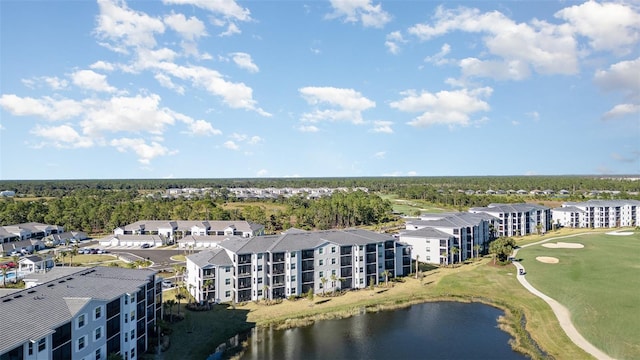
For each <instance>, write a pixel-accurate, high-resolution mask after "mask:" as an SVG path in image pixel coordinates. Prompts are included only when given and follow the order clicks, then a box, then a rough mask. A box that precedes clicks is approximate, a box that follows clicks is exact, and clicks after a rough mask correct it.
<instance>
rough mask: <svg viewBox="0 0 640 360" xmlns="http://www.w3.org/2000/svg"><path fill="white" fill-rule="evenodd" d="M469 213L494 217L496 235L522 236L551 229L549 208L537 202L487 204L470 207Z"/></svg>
mask: <svg viewBox="0 0 640 360" xmlns="http://www.w3.org/2000/svg"><path fill="white" fill-rule="evenodd" d="M469 212H471V213H476V214H477V213H486V214H489V215H492V216H494V217H496V218H497V219H498V220H497V221H496V222H495V223H494V225H493V226H492V227H493V231H495V232H496V236H498V237H501V236H524V235H530V234H537V233H538V232H540V233H545V232H547V231H549V230H551V222H552V217H551V209H550V208H548V207H546V206H542V205H537V204H528V203H519V204H489V206H487V207H475V208H470V209H469Z"/></svg>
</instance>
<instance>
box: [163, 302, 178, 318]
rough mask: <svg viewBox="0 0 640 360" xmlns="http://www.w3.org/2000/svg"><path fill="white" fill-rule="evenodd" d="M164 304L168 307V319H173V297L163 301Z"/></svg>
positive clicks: (175, 305) (175, 303)
mask: <svg viewBox="0 0 640 360" xmlns="http://www.w3.org/2000/svg"><path fill="white" fill-rule="evenodd" d="M164 305H165V306H166V307H167V308H169V321H173V307H174V306H176V301H175V300H173V299H170V300H167V301H165V302H164Z"/></svg>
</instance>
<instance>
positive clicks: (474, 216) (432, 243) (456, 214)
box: [399, 212, 497, 265]
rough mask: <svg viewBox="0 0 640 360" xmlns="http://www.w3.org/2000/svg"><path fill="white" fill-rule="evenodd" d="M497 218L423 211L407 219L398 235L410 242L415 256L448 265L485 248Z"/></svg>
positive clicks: (489, 241) (461, 213) (479, 213)
mask: <svg viewBox="0 0 640 360" xmlns="http://www.w3.org/2000/svg"><path fill="white" fill-rule="evenodd" d="M496 219H497V218H495V217H494V216H492V215H488V214H485V213H477V214H475V213H462V212H458V213H441V214H423V215H421V216H420V219H413V220H408V221H407V222H406V223H405V230H406V231H404V232H401V233H400V236H399V238H400V241H402V242H403V243H406V244H409V245H411V247H412V251H411V254H412V257H413V259H417V260H418V261H420V262H426V263H430V264H440V265H448V264H452V263H454V262H456V263H457V262H462V261H465V260H467V259H470V258H473V257H474V256H478V253H481V252H483V251H486V249H488V246H489V242H490V241H491V240H492V237H491V232H490V224H491V223H492V222H493V221H495V220H496Z"/></svg>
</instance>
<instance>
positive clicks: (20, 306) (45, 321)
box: [0, 267, 162, 360]
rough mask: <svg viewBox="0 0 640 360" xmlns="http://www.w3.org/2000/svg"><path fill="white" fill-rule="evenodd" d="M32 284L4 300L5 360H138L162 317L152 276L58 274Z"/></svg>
mask: <svg viewBox="0 0 640 360" xmlns="http://www.w3.org/2000/svg"><path fill="white" fill-rule="evenodd" d="M58 270H59V271H58ZM29 284H30V285H33V284H37V285H35V286H31V287H28V288H26V289H23V290H20V291H17V292H13V293H11V294H8V295H4V296H2V297H0V313H1V314H2V327H3V331H2V336H0V359H2V360H5V359H38V360H44V359H52V360H68V359H87V360H88V359H91V360H101V359H106V358H107V356H108V355H109V354H119V355H121V357H122V359H124V360H130V359H137V358H138V357H139V356H140V355H141V354H142V353H144V352H145V351H147V349H148V347H149V346H150V344H149V340H148V339H149V335H150V334H151V333H152V332H154V327H155V324H156V320H157V319H159V318H161V316H162V287H161V282H160V279H159V278H156V276H155V271H152V270H133V269H123V268H114V267H93V268H67V269H53V270H52V271H50V272H48V273H46V274H45V275H43V277H42V278H40V280H38V279H37V278H36V279H30V280H29Z"/></svg>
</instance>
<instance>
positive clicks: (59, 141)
mask: <svg viewBox="0 0 640 360" xmlns="http://www.w3.org/2000/svg"><path fill="white" fill-rule="evenodd" d="M31 133H32V134H33V135H35V136H38V137H41V138H44V139H45V140H46V141H45V142H42V143H40V144H39V145H37V146H36V147H38V148H41V147H45V146H50V145H53V146H54V147H57V148H88V147H92V146H93V141H92V140H91V139H90V138H88V137H85V136H80V134H78V132H77V131H76V130H74V129H73V128H72V127H71V126H69V125H66V124H65V125H60V126H49V127H43V126H36V127H35V128H34V129H32V130H31Z"/></svg>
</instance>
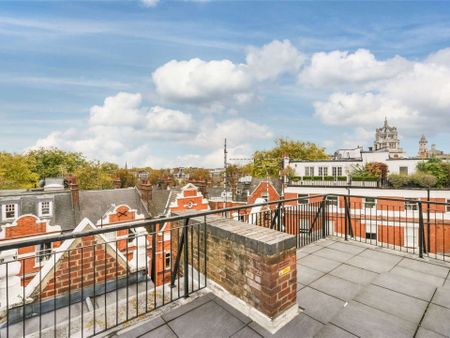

----

**What the exercise asks**
Count the lines in the material above that contain the string "rough", matching case exactly, and reply with only that number.

**Finished exercise**
5